### Task instructions
In full and without alteration, write out the data below.

** Recorded data follows **

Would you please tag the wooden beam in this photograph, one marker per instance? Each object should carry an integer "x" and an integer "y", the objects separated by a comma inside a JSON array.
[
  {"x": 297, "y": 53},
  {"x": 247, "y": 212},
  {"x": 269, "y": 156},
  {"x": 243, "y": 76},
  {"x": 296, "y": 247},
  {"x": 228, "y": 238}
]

** End of Recorded data **

### Result
Would you please tag the wooden beam in this photograph, one marker per instance? Each object should carry an integer "x" and an integer "y", the objects separated by a comma inside a JSON array.
[
  {"x": 297, "y": 53},
  {"x": 247, "y": 212},
  {"x": 269, "y": 156},
  {"x": 243, "y": 76},
  {"x": 296, "y": 247},
  {"x": 228, "y": 238}
]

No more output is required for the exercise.